■ TASK
Render the stretch from the start of the data through the line containing "positive clicks: (250, 173) (182, 66)", inclusive, as a JSON list of strings with one string per line and blank lines omitted.

■ RECORDS FOR THIS EXERCISE

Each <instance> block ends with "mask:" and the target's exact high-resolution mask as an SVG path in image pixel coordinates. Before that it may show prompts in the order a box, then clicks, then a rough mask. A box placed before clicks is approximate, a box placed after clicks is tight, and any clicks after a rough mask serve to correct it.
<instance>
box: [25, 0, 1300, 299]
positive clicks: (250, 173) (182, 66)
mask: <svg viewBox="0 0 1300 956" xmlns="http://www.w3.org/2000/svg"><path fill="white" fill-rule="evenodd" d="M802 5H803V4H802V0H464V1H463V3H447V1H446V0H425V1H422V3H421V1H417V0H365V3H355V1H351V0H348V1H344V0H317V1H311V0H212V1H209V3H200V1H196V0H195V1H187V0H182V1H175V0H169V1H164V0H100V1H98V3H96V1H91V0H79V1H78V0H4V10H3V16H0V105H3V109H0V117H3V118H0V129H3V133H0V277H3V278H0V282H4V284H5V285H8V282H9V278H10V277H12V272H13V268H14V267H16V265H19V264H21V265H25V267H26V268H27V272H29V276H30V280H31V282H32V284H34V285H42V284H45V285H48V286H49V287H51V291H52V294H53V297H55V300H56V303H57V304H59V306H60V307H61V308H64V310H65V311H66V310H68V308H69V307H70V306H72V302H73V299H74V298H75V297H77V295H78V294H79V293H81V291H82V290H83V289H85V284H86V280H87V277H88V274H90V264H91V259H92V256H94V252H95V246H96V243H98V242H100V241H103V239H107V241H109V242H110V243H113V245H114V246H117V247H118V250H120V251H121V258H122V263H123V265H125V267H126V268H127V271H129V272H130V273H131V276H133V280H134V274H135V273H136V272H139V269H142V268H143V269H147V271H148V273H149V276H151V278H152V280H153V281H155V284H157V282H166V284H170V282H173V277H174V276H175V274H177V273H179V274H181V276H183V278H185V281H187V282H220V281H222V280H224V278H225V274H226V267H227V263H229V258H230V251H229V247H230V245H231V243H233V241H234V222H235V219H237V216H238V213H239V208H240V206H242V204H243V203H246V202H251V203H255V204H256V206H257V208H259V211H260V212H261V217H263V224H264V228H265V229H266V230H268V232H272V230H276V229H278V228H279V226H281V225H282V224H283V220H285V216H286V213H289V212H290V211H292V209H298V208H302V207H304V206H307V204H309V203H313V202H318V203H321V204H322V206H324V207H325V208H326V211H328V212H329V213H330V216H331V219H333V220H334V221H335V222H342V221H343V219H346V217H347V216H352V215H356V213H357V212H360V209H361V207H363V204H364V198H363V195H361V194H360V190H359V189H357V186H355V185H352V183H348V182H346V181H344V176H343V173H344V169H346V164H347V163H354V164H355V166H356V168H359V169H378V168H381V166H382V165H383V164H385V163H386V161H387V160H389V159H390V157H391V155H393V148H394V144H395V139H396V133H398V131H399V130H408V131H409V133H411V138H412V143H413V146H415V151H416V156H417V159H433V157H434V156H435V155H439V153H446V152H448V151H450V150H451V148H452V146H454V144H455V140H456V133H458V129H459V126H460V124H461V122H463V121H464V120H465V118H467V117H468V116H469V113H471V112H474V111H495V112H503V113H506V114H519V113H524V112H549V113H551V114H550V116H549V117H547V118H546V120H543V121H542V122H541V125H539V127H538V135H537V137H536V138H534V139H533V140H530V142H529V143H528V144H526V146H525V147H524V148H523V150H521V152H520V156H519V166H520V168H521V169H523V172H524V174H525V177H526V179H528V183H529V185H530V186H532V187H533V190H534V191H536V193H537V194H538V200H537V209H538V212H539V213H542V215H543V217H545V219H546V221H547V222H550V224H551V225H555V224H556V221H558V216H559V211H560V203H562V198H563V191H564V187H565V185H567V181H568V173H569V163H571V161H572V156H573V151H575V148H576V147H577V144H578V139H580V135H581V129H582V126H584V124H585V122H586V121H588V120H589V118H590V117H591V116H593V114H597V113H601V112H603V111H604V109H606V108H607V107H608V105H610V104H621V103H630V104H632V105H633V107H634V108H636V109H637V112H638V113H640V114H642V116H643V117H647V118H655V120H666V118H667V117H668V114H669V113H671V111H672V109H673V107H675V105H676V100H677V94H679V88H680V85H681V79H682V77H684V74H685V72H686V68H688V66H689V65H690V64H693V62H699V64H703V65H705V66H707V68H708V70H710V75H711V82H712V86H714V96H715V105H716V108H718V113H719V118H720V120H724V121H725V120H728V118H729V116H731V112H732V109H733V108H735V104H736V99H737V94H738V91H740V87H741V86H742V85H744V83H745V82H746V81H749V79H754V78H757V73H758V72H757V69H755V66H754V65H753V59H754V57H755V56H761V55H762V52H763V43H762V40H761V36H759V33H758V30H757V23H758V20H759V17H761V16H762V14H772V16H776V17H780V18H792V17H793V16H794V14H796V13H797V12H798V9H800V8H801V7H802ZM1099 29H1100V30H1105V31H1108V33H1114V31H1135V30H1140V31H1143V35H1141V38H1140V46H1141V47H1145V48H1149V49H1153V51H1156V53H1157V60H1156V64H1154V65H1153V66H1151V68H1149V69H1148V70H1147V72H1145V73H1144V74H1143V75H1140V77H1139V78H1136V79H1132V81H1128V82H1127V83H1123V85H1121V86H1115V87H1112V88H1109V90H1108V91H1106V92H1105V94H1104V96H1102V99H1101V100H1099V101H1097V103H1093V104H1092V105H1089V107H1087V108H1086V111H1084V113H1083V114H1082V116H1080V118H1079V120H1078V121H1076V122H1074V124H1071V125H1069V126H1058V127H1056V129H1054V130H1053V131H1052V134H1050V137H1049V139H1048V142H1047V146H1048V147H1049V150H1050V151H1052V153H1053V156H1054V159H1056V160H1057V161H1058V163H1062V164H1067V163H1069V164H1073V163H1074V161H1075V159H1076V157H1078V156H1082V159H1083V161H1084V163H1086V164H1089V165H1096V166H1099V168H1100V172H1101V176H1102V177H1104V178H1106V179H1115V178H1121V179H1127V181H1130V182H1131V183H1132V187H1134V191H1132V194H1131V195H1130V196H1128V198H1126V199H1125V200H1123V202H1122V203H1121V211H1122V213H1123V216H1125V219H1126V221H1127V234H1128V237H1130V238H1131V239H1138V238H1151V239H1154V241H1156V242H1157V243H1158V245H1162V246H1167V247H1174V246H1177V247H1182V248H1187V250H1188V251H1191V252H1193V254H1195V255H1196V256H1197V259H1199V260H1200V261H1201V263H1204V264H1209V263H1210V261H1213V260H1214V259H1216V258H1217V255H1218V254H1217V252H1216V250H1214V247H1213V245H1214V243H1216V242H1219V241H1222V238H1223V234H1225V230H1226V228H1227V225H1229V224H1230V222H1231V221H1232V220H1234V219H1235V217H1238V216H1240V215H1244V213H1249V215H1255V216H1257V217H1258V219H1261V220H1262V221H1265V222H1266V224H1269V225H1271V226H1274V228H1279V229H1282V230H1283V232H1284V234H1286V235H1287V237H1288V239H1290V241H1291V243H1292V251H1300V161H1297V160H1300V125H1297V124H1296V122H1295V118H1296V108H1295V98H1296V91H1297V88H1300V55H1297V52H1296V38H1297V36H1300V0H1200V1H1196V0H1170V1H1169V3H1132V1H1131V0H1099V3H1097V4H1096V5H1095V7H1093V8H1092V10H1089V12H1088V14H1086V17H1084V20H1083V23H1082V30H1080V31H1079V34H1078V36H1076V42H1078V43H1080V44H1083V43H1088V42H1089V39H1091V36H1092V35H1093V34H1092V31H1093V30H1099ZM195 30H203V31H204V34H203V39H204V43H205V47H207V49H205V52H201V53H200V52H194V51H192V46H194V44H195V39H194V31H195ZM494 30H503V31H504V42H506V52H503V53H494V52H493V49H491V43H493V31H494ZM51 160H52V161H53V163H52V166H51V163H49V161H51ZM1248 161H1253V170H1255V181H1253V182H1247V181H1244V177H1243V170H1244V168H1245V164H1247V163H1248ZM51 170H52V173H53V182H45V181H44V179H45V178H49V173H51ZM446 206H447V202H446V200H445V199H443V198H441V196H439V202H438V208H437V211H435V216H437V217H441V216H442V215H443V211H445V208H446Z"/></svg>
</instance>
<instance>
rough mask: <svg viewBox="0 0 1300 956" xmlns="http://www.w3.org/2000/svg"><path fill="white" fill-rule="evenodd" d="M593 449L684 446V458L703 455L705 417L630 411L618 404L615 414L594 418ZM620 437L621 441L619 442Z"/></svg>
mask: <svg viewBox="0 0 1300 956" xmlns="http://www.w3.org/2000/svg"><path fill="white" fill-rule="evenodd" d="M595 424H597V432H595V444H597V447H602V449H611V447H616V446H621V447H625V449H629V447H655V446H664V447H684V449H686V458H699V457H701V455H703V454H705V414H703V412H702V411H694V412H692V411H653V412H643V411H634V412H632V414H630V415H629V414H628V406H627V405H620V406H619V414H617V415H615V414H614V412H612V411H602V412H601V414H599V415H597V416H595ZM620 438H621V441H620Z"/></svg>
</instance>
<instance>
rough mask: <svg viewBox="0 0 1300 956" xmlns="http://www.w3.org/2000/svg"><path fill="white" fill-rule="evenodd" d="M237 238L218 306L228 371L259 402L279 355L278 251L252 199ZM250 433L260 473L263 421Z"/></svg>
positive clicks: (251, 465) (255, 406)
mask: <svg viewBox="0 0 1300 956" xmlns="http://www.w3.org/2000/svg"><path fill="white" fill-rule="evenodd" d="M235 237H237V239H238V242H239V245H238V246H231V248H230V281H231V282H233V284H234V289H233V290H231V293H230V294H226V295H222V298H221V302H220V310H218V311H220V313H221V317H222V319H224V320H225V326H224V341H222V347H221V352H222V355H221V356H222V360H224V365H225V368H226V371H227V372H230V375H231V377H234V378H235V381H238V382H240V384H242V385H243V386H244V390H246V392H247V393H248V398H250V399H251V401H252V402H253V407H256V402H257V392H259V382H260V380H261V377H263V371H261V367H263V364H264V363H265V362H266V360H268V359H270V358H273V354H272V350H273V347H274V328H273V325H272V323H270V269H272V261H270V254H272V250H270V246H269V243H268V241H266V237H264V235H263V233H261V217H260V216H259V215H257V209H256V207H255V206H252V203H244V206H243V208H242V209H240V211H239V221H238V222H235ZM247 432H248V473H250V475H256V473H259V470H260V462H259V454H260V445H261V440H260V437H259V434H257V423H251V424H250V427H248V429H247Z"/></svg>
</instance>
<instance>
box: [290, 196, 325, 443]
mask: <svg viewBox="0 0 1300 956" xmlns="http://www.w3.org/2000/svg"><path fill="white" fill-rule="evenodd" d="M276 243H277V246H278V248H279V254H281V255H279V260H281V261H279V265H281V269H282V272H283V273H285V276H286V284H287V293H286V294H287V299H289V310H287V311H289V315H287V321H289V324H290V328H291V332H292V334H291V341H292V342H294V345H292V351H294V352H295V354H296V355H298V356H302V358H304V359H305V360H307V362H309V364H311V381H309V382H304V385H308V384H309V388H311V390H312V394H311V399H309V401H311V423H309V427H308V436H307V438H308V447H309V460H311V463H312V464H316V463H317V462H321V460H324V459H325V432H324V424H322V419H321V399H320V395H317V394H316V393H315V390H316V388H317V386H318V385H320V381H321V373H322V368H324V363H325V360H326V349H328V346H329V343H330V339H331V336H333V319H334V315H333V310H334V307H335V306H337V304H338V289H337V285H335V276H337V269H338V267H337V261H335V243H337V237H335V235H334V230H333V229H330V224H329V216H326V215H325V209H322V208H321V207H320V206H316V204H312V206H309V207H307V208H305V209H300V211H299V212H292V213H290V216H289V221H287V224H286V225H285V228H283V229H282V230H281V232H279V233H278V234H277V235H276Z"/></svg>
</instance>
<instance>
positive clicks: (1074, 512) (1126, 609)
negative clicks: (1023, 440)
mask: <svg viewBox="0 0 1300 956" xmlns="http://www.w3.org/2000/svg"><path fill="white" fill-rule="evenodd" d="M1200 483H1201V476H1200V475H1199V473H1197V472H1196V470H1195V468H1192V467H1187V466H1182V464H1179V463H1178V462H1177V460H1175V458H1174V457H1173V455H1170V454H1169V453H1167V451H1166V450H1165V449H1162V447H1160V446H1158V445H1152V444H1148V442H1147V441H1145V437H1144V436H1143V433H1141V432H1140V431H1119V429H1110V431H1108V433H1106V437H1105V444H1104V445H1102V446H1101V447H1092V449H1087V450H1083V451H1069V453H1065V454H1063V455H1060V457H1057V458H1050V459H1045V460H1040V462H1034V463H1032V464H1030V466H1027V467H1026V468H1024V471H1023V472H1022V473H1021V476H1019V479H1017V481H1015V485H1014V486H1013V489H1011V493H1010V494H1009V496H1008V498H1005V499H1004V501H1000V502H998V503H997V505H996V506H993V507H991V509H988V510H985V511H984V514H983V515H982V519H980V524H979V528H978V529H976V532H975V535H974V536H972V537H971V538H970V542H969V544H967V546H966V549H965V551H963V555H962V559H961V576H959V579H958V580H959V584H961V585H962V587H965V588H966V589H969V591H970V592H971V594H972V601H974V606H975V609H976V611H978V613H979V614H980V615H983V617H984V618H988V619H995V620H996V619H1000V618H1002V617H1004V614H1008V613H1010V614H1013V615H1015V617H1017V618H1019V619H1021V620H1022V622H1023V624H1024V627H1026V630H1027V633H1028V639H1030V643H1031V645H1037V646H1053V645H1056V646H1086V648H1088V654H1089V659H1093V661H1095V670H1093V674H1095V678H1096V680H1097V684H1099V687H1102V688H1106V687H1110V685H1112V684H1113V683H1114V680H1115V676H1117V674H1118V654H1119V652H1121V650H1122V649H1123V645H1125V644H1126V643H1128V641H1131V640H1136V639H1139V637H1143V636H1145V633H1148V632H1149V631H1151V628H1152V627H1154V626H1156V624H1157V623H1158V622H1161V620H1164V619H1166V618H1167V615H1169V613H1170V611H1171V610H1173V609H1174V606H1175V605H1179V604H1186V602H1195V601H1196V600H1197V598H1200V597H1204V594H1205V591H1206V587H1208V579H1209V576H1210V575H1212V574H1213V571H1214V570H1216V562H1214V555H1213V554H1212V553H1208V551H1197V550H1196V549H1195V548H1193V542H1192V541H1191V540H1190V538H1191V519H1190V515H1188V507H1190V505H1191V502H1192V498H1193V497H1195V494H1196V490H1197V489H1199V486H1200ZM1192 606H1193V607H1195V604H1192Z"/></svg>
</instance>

■ COMPLETED EXERCISE
[
  "Each <instance> block ends with \"mask:\" and the target's exact high-resolution mask as an SVG path in image pixel coordinates. Before that it may show prompts in the order a box, then clicks, then a rough mask. A box placed before clicks is approximate, a box placed after clicks is tight, and any clicks after a rough mask serve to correct it.",
  "<instance>",
  "box: [25, 0, 1300, 299]",
  "positive clicks: (250, 173) (182, 66)"
]